Task: Rescale the entries below, starting at the line that contains "Put a pin on every instance of the man's hand shown" and ending at the last line of the entries, copying every line, including the request lines. Multiply each coordinate in the answers by 0.9 and round it to a whole number, with halves rounded up.

——

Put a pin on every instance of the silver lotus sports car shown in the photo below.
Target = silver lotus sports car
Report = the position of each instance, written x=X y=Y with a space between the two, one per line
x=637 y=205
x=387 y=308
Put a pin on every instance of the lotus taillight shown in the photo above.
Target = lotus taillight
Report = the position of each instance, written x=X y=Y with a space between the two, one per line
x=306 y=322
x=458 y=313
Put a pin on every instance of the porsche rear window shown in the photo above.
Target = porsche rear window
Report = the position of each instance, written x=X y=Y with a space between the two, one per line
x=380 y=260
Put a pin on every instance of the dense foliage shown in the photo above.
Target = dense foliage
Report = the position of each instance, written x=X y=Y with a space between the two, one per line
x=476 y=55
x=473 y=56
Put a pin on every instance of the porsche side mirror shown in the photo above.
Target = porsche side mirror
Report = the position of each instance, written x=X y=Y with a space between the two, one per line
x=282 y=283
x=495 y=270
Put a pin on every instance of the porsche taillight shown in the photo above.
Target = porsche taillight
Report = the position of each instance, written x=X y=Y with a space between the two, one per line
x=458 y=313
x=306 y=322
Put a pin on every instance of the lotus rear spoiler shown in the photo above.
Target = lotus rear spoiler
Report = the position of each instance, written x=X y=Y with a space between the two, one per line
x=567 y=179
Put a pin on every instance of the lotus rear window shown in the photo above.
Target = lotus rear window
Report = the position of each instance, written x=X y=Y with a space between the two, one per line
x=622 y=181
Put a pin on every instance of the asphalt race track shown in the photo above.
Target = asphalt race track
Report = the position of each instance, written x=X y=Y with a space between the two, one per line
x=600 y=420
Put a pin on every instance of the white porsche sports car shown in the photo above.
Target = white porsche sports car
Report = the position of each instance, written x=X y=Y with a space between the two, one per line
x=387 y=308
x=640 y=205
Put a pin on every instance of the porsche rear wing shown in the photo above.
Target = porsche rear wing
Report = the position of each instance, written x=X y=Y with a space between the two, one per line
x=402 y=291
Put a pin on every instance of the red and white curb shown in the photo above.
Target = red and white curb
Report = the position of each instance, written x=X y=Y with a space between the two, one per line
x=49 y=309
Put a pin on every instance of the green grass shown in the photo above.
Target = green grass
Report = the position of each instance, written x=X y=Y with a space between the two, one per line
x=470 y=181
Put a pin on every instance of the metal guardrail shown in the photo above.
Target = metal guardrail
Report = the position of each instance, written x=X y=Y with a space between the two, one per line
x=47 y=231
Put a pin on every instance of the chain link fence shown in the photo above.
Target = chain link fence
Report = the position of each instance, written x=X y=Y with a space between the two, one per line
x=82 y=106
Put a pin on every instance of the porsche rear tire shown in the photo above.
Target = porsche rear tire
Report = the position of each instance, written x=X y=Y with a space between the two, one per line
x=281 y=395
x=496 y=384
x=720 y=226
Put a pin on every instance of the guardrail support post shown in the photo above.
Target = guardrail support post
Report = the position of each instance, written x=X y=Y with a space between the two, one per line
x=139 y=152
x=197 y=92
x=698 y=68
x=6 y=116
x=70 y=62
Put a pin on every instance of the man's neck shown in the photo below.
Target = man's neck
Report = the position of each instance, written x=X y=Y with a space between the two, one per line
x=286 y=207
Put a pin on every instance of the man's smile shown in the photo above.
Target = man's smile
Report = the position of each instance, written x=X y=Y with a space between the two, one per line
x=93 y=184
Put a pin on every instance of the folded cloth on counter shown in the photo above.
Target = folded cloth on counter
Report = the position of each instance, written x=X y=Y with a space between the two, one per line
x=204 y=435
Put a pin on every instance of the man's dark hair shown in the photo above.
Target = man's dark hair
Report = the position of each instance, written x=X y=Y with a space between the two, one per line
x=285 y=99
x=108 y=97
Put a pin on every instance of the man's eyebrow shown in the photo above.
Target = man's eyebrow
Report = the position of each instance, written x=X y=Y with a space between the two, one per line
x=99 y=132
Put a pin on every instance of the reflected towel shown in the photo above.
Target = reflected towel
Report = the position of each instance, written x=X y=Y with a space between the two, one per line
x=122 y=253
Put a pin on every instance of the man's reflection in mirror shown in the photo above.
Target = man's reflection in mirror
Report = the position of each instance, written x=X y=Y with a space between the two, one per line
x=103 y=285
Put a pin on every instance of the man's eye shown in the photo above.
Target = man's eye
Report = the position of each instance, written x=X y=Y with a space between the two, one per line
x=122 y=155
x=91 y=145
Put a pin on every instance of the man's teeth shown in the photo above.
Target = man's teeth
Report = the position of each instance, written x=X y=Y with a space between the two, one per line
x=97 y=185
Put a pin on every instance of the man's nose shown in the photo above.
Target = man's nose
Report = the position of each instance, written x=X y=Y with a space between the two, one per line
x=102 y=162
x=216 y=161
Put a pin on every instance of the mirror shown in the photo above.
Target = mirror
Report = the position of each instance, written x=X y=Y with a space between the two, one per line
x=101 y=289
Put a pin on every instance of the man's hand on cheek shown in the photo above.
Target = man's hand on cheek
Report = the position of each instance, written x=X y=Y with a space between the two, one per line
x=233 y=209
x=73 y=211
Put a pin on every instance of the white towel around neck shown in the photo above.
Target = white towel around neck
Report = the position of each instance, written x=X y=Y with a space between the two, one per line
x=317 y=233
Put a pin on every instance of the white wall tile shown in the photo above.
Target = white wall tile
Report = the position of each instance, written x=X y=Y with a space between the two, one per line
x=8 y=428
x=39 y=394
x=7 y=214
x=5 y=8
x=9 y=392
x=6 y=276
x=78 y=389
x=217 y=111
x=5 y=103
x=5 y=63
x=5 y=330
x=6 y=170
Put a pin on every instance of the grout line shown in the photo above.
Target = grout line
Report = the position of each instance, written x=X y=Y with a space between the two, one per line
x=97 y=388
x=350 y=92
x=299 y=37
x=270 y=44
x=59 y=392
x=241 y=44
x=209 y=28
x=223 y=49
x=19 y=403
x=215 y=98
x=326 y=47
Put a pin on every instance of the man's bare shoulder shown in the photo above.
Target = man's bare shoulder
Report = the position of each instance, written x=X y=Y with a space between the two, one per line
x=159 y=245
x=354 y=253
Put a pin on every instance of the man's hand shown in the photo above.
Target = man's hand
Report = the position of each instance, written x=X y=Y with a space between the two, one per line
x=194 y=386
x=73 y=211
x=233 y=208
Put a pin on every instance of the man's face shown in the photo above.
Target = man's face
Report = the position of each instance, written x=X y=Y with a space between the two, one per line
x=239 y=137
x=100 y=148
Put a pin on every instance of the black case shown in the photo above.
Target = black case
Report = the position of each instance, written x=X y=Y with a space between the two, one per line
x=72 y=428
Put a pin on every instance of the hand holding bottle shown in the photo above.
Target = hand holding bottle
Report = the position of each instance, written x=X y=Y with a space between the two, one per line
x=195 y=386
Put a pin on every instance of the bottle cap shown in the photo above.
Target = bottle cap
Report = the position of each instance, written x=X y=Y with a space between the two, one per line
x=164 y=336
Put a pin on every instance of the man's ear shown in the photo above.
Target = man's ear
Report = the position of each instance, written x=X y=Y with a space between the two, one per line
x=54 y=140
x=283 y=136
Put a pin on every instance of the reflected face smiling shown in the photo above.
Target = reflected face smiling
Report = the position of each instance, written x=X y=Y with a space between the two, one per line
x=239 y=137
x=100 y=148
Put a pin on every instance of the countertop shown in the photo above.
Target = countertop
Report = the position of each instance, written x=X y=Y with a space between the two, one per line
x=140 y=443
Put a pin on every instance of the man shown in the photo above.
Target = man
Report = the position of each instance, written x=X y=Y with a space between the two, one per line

——

Expected answer:
Put a pin on every instance of the man's hand shown in the photo above.
Target = man's hand
Report = the position of each instance, written x=X y=Y with a space between the two, one per line
x=175 y=347
x=66 y=190
x=210 y=187
Put a pin on every instance of the man's face shown in the photo above.
Target = man's face
Report = the position of each instance, written x=X y=Y with a space between the two, one per line
x=215 y=123
x=90 y=133
Put a pin on every instance of the black case shown in the photo above.
Target = black case
Report = the position of each instance, written x=X y=Y with a space between the two, one per line
x=65 y=385
Put a pin on every instance of the hand holding bottle shown in the photo above.
Target = hand holding bottle
Report = the position of each instance, written x=X y=Y with a space between the two, one per line
x=176 y=347
Put a pin on every instance of the bottle cap shown in the photo above.
Target = bottle cap
Report = the position of each instance, written x=X y=Y with a space between the two, one per line
x=148 y=302
Put a pin on every instance of the man's ear shown in the photo above.
Target = man's ear
Report = the position of each instance, written x=X y=Y with a space between the two, one per line
x=49 y=126
x=255 y=122
Put a pin on every instance of the reflected face smiling shown in the photo above.
Target = reflected face smiling
Report = the position of each instance, written x=X y=Y with a space between the two, one per line
x=215 y=123
x=90 y=133
Put a pin on every instance of the countertop shown in the photo above.
Target = countertop
Report = the position of each instance, written x=X y=Y with a space between the two, one per line
x=126 y=399
Put a pin on every instance of the man shown in the photo above.
Target = man
Report = the position of each instance, written x=X y=Y with a space between the two, one per line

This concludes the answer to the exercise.